* _What is expected_:
Output the lines that follow exactly as they are.

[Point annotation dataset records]
<<<<
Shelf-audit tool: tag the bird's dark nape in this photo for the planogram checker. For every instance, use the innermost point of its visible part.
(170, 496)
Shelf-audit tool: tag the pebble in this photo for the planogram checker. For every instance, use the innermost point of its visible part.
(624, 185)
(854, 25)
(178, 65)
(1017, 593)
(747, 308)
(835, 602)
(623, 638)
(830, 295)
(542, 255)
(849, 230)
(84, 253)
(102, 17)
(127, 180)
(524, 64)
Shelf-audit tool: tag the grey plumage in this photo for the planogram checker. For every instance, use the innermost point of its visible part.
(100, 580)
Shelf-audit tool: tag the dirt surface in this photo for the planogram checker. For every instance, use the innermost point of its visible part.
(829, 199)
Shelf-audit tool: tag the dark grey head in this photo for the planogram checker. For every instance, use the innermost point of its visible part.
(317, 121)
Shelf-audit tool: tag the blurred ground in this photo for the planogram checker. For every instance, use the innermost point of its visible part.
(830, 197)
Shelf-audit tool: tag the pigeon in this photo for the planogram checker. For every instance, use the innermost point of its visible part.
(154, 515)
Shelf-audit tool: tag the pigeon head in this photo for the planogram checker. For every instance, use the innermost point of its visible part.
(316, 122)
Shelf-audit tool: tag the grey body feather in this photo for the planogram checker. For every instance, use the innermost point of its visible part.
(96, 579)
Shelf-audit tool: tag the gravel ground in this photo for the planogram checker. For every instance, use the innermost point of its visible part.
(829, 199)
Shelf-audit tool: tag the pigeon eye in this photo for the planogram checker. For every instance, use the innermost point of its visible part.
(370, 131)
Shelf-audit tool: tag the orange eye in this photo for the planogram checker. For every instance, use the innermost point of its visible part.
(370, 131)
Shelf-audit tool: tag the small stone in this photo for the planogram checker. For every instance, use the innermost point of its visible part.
>>>>
* _Result_:
Shelf-audit tool: tag the bird's dark nape in this photo for the planogram checker. For every instance, use the innermost point of its visible part.
(170, 496)
Shelf-audit tool: tag the pebble in this photo for the planogram checker. For every instance, use the innermost point of its visible part.
(624, 185)
(854, 25)
(178, 65)
(1017, 593)
(747, 308)
(835, 602)
(623, 638)
(830, 295)
(542, 255)
(849, 230)
(84, 253)
(102, 17)
(127, 180)
(524, 64)
Shelf-audit tool: tag the grey plumage in this photo for the planogram checker. For every instance, use the innermost point of its visible part.
(100, 580)
Shelf-audit tool: tag the dirt surface in this photo for the planogram checker. For every instance, use the innermost point of its visible part.
(829, 199)
Shelf-audit tool: tag the dark grey head in this photo for the planogram checker. For every instance, use the innermost point of its visible part.
(317, 121)
Shelf-audit tool: tag the blurred ground in this photo for the planogram checker. For every instance, use the innermost point of its visible part.
(830, 197)
Shelf-audit tool: tag the pigeon in this photo for the planogram checker. For every instance, use the innermost point of its visible part.
(154, 515)
Shelf-audit tool: tag the pigeon head in this photo for the planogram checker. For every instance, use the innermost point of its visible part.
(316, 122)
Shelf-audit tool: tag the grey body feather in this photo for the planogram checker. For every instance, use the innermost point of its visible part.
(96, 579)
Shelf-audit tool: tag the gravel ground in this photo for the planogram checker. For every instance, use the innermost point of its visible part.
(829, 199)
Shelf-audit tool: tag the pigeon eye in this photo for the planogram checker. For every instance, use the innermost point of its visible part.
(370, 131)
Shelf-audit tool: tag the orange eye in this photo for the planogram checker. For every instance, use the innermost point of its visible part.
(370, 131)
Shelf-audit tool: tag the small stone in this photo for the planogram checker. For every instance, use the innermost point of its visible part.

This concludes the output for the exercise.